─── Passage to read ───

Dr. Mary Patricia Seurkamp, Ph.D is the former President of Notre Dame of Maryland University from 1997 until her retirement in 2012. She is the first layperson to lead the school. The College (CNDM) was the first Roman Catholic college or university in the U.S. to open its doors to women seeking a baccalaureate degree.

Dr. Seurkamp led Notre Dame through a strategic planning process which reaffirmed CNDM's commitment to the education of women. Under her leadership, the institution unveiled its first doctoral program, in education, and created a school of pharmacy. In recognition of the new complexity, CNDM was rechristened Notre Dame of Maryland University (NDMU) in 2011. She represents the College on national and local boards. Before her arrival at Notre Dame, Dr. Seurkamp served at St. John Fisher College in Rochester, New York for 21 years.

She graduated from Webster University in 1968 with a B.A. degree in psychology, from Washington University in St. Louis in 1969 with an M.A. in guidance and counseling, and from the State University of New York at Buffalo in 1990 with a Ph.D in Higher Education.

───

▸ Questions to answer:
1: Answer these questions from the passage on Mary Patricia Seurkamp.
(a) In what year did she retire?
(b) For how many years did she serve at St. John Fisher College?
(c) In what field did she earn her M.A.?
2: Decide whether each statement agrees with the passage on Mary Patricia Seurkamp. Answer yes or no, and quote the words that decide it.
(a) Seurkamp was the first layperson to lead the school.
(b) The institution's first doctoral program was in pharmacy.
(c) Seurkamp earned her Ph.D. from Washington University in St. Louis.
The entries have no connection to the passage on Mary Patricia Seurkamp.

─── Material supplied ───

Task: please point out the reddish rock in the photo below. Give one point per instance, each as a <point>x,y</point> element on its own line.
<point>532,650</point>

───
─── Material supplied ───

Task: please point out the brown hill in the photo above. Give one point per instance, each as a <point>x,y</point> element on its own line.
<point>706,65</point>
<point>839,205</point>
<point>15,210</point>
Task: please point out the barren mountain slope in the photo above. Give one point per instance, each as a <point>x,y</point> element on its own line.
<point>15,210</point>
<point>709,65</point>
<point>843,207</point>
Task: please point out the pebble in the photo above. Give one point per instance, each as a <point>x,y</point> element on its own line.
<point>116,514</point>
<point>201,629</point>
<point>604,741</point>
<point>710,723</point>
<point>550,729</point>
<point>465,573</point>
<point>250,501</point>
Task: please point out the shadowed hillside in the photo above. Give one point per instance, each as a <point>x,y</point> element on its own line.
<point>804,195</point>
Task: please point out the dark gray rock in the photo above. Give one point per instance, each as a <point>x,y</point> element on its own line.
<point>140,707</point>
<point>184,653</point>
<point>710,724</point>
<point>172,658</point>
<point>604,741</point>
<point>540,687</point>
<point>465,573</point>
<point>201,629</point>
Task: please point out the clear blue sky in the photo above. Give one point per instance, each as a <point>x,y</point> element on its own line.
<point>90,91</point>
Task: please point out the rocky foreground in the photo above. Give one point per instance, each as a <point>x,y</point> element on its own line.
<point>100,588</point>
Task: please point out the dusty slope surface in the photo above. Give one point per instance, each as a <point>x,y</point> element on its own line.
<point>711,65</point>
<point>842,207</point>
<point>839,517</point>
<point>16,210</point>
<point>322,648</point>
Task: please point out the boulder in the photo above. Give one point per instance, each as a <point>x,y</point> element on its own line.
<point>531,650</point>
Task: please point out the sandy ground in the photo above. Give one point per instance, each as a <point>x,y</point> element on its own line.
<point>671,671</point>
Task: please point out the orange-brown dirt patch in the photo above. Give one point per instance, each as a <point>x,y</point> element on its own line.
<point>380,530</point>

───

▸ Results by task:
1:
(a) 2012
(b) 21 years
(c) Guidance and counseling

2:
(a) Yes: "She is the first layperson to lead the school."
(b) No: "the institution unveiled its first doctoral program, in education, and created a school of pharmacy"
(c) No: "from the State University of New York at Buffalo in 1990 with a Ph.D in Higher Education"